Material supplied:
▼▼▼
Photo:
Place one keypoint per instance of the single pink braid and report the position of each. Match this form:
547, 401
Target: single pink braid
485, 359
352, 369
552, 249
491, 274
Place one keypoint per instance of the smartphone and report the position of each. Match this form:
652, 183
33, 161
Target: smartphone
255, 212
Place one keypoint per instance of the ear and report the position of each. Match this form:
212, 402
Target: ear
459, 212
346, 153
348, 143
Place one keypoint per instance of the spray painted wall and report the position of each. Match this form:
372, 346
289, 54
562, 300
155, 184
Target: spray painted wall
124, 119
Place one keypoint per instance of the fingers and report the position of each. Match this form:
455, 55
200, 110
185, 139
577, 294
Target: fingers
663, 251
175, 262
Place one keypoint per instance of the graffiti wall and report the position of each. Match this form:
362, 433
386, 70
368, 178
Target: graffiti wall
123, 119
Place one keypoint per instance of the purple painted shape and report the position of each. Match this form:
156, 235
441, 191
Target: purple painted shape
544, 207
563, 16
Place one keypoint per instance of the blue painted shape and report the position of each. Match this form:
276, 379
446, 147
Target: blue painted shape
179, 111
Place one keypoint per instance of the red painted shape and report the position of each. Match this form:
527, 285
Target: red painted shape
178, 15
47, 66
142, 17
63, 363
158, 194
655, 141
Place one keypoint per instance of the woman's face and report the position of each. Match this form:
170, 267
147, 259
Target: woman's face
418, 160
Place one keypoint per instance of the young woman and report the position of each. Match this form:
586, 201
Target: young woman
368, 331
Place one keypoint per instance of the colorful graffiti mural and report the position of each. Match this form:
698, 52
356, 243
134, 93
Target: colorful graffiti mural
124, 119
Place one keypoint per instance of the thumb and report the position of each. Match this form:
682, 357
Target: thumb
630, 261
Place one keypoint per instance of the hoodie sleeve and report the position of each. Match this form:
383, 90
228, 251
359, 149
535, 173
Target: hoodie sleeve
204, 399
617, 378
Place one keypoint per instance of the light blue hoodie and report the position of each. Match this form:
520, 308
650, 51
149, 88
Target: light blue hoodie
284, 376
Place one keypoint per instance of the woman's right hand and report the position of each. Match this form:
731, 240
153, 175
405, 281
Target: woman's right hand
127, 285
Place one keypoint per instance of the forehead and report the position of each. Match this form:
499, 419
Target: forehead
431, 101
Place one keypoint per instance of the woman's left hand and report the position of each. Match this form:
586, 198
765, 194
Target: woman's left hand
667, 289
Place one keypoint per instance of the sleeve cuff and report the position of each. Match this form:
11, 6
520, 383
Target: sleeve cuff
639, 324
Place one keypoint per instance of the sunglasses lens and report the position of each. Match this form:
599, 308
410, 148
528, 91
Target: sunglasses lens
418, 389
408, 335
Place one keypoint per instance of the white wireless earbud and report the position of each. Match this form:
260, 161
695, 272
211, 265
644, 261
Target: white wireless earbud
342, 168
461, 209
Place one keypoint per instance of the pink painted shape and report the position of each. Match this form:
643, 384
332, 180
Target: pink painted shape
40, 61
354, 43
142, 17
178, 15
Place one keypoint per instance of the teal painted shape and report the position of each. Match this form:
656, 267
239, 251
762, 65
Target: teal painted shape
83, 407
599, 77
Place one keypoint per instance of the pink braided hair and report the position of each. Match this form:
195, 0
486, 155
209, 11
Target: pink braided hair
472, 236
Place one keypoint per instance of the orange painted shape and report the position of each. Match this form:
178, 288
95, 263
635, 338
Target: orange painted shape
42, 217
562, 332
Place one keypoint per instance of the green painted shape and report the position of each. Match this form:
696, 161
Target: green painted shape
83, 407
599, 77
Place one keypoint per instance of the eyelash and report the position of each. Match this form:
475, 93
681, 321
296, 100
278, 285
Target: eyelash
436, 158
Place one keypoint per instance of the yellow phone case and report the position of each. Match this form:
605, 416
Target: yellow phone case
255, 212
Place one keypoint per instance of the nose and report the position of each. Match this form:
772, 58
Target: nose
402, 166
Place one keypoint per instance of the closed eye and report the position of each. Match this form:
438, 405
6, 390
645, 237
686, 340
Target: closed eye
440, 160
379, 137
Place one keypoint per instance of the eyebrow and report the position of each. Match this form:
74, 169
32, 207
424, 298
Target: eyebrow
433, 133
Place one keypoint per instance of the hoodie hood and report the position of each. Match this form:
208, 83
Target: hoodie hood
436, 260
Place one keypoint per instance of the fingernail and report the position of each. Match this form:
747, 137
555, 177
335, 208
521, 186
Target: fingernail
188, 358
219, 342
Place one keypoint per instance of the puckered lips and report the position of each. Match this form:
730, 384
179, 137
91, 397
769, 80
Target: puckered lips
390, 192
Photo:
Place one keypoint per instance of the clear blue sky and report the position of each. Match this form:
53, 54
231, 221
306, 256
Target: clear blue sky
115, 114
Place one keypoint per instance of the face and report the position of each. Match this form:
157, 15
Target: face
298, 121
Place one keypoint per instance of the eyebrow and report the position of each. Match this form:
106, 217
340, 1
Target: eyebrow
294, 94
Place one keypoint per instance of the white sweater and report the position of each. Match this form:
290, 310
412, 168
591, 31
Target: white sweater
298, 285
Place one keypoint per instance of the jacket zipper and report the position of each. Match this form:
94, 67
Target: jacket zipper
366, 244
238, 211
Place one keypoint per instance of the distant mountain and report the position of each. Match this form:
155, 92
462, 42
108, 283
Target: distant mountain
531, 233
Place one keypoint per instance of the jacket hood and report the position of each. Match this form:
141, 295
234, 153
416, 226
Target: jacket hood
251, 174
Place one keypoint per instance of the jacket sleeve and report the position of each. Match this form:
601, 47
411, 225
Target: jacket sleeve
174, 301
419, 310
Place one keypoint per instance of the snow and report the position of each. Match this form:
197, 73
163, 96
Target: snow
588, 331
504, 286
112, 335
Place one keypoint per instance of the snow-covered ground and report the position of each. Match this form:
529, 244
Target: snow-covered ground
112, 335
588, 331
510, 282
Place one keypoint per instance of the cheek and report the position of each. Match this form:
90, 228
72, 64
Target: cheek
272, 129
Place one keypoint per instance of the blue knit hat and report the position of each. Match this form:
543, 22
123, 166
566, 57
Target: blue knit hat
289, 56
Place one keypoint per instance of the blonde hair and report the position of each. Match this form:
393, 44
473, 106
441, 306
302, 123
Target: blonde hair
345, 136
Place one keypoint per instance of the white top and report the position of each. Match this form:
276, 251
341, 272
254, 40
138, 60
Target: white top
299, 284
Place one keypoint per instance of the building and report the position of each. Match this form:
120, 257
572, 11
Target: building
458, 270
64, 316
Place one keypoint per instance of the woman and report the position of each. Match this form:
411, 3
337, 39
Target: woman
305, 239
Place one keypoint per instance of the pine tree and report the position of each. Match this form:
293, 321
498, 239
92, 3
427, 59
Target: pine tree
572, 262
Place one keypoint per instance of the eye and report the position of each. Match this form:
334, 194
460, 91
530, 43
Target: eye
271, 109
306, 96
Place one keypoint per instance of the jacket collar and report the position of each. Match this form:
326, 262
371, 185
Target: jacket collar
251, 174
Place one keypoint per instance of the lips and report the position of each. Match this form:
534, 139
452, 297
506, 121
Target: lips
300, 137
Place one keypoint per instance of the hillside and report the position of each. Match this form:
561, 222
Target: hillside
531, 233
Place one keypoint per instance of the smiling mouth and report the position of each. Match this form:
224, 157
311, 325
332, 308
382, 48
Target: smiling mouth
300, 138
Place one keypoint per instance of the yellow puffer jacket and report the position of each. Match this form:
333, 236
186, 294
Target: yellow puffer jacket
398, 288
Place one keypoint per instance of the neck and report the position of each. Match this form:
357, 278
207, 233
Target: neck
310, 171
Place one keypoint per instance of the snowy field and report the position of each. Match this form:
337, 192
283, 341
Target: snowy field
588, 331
▲▲▲
Task goal: Rewrite the items from the line holding "Place one keypoint per instance of the eye and" through the end of the items, inclusive, so that every "keypoint" reads "marker". Leave everything else unchanged.

In response:
Place one marker per instance of the eye and report the position of each. Match this form:
334, 194
460, 91
530, 43
Target: eye
271, 109
306, 96
Place one marker per instance of the jacket collar and report the position of each. Match this form:
326, 262
371, 185
Target: jacket collar
251, 174
Place one marker per instance of the lips and report the position of each. Match this form:
534, 139
452, 297
506, 121
Target: lips
300, 137
Place one marker per instance of the hillside and report the position of each. Match this form:
561, 222
Target: hillside
531, 233
Place one marker per instance of the smiling mouth and report the position of each. Match this form:
224, 157
311, 325
332, 308
382, 48
Target: smiling mouth
300, 138
Place one marker per instance of the yellow puffer jacket and report the position of each. Match this form:
333, 236
186, 294
Target: yellow puffer jacket
398, 288
Place one marker per instance of the neck and report the position of each. Match this form:
357, 278
207, 233
Target: neck
310, 171
Place one marker per instance of the snowy field and report the position of each. Match this form:
337, 192
283, 341
Target: snowy field
588, 331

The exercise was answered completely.